Activity: Everything in the listing except the pictures should be written out exactly.
====
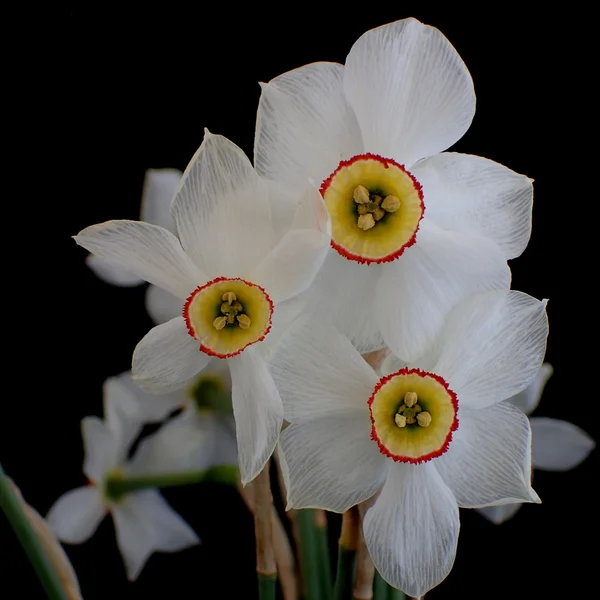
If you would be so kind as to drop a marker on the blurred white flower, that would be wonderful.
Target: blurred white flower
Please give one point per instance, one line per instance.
(430, 437)
(235, 275)
(144, 522)
(556, 445)
(200, 437)
(414, 230)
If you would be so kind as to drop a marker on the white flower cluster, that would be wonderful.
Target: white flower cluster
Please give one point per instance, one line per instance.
(352, 291)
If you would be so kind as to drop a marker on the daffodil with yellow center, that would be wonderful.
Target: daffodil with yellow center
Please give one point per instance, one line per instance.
(414, 229)
(236, 275)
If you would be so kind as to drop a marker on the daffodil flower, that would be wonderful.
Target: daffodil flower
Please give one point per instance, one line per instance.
(414, 230)
(235, 275)
(159, 188)
(200, 437)
(428, 438)
(556, 445)
(144, 522)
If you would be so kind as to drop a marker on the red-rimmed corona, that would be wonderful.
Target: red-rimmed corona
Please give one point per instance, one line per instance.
(375, 206)
(228, 315)
(413, 415)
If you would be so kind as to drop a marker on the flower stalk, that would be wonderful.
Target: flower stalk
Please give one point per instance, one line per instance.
(364, 571)
(309, 554)
(322, 540)
(118, 484)
(25, 533)
(266, 568)
(348, 545)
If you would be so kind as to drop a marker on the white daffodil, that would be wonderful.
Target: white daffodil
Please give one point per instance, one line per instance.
(144, 522)
(413, 230)
(234, 274)
(431, 437)
(158, 190)
(201, 436)
(556, 445)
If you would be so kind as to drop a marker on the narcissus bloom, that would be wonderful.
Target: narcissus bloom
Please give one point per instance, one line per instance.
(200, 437)
(430, 437)
(236, 275)
(158, 190)
(556, 445)
(144, 522)
(413, 231)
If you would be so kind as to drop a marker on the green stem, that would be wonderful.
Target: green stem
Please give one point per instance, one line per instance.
(343, 578)
(322, 541)
(14, 513)
(382, 590)
(267, 585)
(117, 485)
(309, 554)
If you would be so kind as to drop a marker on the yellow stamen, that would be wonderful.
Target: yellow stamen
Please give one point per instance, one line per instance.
(244, 321)
(219, 323)
(410, 399)
(361, 195)
(400, 420)
(391, 204)
(424, 419)
(366, 222)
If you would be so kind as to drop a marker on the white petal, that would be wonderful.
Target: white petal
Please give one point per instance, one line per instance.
(558, 445)
(110, 273)
(412, 529)
(158, 191)
(319, 373)
(120, 415)
(186, 443)
(428, 281)
(75, 516)
(152, 253)
(332, 461)
(499, 514)
(167, 357)
(145, 407)
(161, 305)
(101, 452)
(145, 523)
(492, 346)
(528, 399)
(342, 291)
(257, 410)
(391, 364)
(305, 126)
(222, 210)
(410, 90)
(489, 458)
(474, 194)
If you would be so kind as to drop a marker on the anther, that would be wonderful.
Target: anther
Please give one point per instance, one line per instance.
(400, 420)
(366, 221)
(410, 399)
(361, 195)
(378, 213)
(219, 323)
(424, 419)
(244, 321)
(391, 204)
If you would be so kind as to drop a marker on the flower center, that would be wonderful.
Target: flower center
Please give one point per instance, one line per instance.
(413, 415)
(375, 206)
(228, 315)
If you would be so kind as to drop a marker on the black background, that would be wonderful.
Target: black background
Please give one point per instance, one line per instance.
(109, 95)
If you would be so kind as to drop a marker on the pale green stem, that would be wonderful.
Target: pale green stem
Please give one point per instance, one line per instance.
(31, 544)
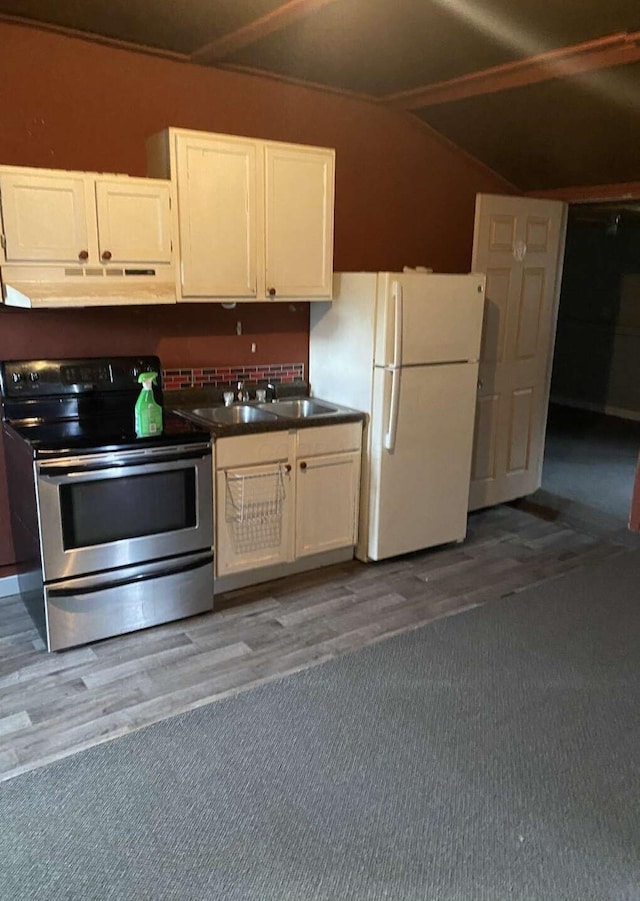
====
Completed exercise:
If you would be so kind as to drop a marker on the blurred white flower, that would be wonderful.
Target: blurred white flower
Please give one point per instance, one line per instance.
(430, 437)
(235, 275)
(144, 522)
(556, 445)
(200, 437)
(414, 230)
If you would be so kind as to drop a marker on the white flower cluster, that would be wonderful.
Target: white flower cluster
Please give one point per instance, one line per instance.
(352, 291)
If you would be so kind as to drop a marker on the daffodil with yellow center, that would be wonderful.
Target: daffodil with yellow center
Please give one point per instance, one line per instance.
(414, 229)
(236, 275)
If you would be so kind as to drop a marker on the daffodil flower, that would be wonderful.
Target: daffodil flower
Please give one point per instance, one line per instance.
(414, 230)
(235, 275)
(159, 188)
(200, 437)
(428, 438)
(556, 445)
(144, 522)
If you would be so kind as to drop a marker on the red-rimmed corona, that would be wonderful.
Target: red-rimmed corona
Please give one point per instance, one line per instance.
(375, 206)
(228, 315)
(413, 415)
If you would be so kind as to drop a marker on the flower stalk, that would be wonderful.
Target: flower stalk
Please give one point per instance, one line per instance.
(364, 571)
(309, 554)
(322, 540)
(118, 484)
(25, 533)
(266, 568)
(348, 545)
If you would be so kind as to drop a marker on the white daffodil, that would be wonderful.
Target: white daffodil
Please give one point per instance, one line per instance.
(144, 522)
(413, 230)
(234, 274)
(431, 437)
(158, 190)
(201, 436)
(556, 445)
If you would be so kind as to drop a marker on the narcissus bloom, that would be wonderful.
Target: narcissus bloom
Please give one point per instance, one line per instance.
(200, 437)
(430, 437)
(236, 275)
(158, 190)
(556, 445)
(144, 522)
(413, 231)
If you would be so kind as to drop a marker on the green stem, that would be wonderful.
Target: green stem
Please give one point per instance, one line per instance.
(343, 578)
(322, 541)
(14, 513)
(382, 590)
(267, 585)
(117, 485)
(309, 554)
If you would be so kind as to drop a marker on the yellow stamen, that would be wonderful.
Target: yellow stamen
Please give one point per instance, one line per instance.
(244, 321)
(219, 323)
(410, 399)
(361, 195)
(400, 420)
(391, 204)
(424, 419)
(366, 222)
If you would be so kind as to drop a marker on the white petal, that would be wonderful.
Target: white petal
Please give one point per instance, one line per instance.
(558, 445)
(110, 273)
(412, 529)
(158, 191)
(319, 373)
(120, 415)
(186, 443)
(428, 281)
(75, 516)
(152, 253)
(332, 461)
(499, 514)
(167, 357)
(145, 407)
(161, 305)
(101, 452)
(145, 523)
(492, 346)
(528, 399)
(342, 291)
(257, 410)
(391, 364)
(305, 126)
(222, 210)
(410, 90)
(489, 458)
(474, 194)
If you would be so kind as to drop a marker on the anther, that would be wonderful.
Target: anther
Please give one point per instance, one line per instance.
(400, 420)
(366, 221)
(410, 399)
(361, 195)
(378, 213)
(219, 323)
(424, 419)
(244, 321)
(391, 204)
If you would be so kind as to drop a marker on the flower center, that would be wonderful.
Target: flower center
Please give one point per instance, one line per instance.
(413, 415)
(375, 206)
(228, 315)
If you would be so kind as to drop a marker on the black background, that would be wonderful.
Target: black background
Please give one point per instance, one line per instance.
(109, 95)
If you would be so kind as to drop a marker on the pale green stem, that would be wonderful.
Target: pale green stem
Please give one point per instance, one line per instance.
(31, 544)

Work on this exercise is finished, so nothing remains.